● BRIEF: Leaving out all pictures, repeat exactly the lines from the one that holds "Examine the provided image for any man" to the last line of the entries below.

● STUDY MATERIAL:
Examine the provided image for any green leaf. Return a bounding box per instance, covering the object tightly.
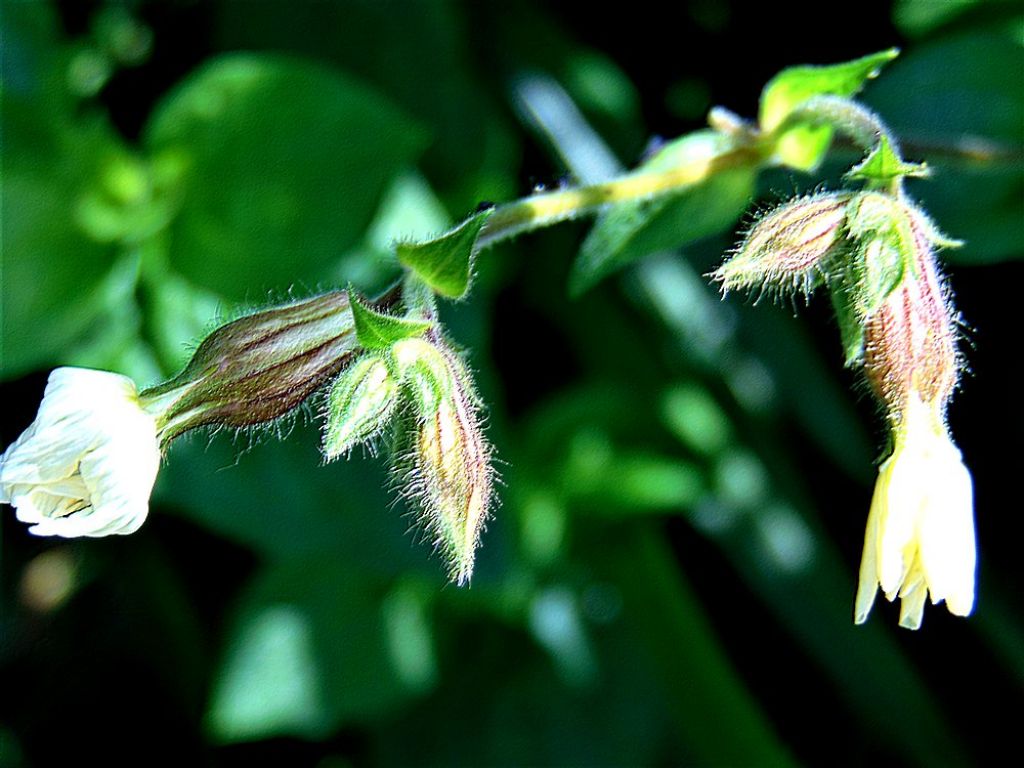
[207,604,328,741]
[395,207,493,299]
[207,558,417,743]
[349,291,431,350]
[395,207,491,301]
[760,49,900,132]
[570,131,755,295]
[156,422,430,573]
[1,116,128,377]
[144,54,427,299]
[847,134,929,185]
[760,49,899,170]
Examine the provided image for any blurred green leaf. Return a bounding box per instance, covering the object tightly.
[894,0,982,37]
[606,527,797,768]
[662,383,735,456]
[213,1,519,212]
[735,302,874,479]
[560,429,704,513]
[156,423,430,575]
[864,31,1024,263]
[208,558,415,743]
[571,131,756,295]
[1,118,128,378]
[0,2,147,378]
[143,265,226,376]
[144,54,427,299]
[208,604,327,741]
[761,49,899,170]
[332,172,452,292]
[563,51,641,121]
[1,2,67,108]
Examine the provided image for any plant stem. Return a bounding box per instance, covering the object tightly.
[475,144,764,251]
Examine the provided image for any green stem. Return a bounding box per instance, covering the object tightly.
[788,95,893,154]
[476,144,764,251]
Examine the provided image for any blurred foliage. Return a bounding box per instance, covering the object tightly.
[1,1,1022,767]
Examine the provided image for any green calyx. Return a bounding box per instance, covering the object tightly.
[349,289,432,351]
[323,354,400,459]
[847,135,929,189]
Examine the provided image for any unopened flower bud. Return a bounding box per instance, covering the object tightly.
[392,337,455,413]
[397,338,493,585]
[323,355,399,459]
[860,205,959,416]
[713,192,851,295]
[146,291,358,442]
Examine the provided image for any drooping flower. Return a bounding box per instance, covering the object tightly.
[852,201,976,628]
[854,394,975,629]
[0,367,163,537]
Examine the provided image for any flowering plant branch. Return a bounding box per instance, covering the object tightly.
[1,49,976,626]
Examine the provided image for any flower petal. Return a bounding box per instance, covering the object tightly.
[874,447,921,597]
[919,432,976,615]
[854,475,885,624]
[2,367,162,538]
[898,579,928,630]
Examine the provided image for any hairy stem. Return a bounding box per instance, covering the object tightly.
[476,144,764,251]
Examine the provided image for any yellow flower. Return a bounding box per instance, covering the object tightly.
[854,395,976,629]
[0,368,162,537]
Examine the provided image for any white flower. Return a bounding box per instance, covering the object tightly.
[854,394,976,629]
[0,367,162,537]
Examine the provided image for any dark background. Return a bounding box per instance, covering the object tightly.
[2,1,1022,766]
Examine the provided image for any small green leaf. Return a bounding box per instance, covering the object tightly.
[760,49,900,132]
[349,291,431,351]
[395,207,493,299]
[847,135,929,185]
[760,49,899,170]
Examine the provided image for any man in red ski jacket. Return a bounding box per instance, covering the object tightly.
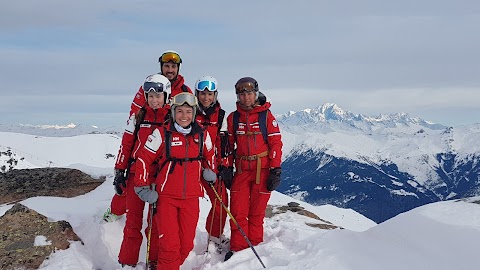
[223,77,283,261]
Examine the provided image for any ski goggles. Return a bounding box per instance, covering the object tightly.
[171,93,198,107]
[196,80,217,92]
[160,52,182,64]
[143,82,168,93]
[235,81,257,94]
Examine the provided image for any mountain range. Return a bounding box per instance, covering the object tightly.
[277,103,480,222]
[1,126,480,269]
[1,103,480,223]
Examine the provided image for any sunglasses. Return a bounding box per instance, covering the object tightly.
[196,80,217,92]
[160,52,182,64]
[235,81,257,94]
[171,93,198,107]
[143,82,168,93]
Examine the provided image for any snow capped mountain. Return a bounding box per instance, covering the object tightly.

● OUTPUT FOR THIS TASK:
Examine the provided image for any man in red ski jacket. Return a bounding box per instance, covering the object tightly.
[223,77,283,261]
Examine the provided image for any ski goggles. Return a bounding box per instance, covering the object tightly.
[171,93,198,107]
[196,80,217,92]
[160,52,182,64]
[143,82,168,93]
[235,81,257,94]
Examine the provided image for any mountain range. Return a bounding box per instance, covering the object tightly.
[277,103,480,222]
[1,126,480,269]
[1,103,480,223]
Examine the provided image for any sunglasses. Return a bounding box per instance, covering the object tightly.
[196,80,217,92]
[160,52,182,64]
[235,81,257,94]
[171,93,198,107]
[143,82,168,93]
Examine the provided image for any snow capped mountain. Return a bounding box per instance, covering the object tightly.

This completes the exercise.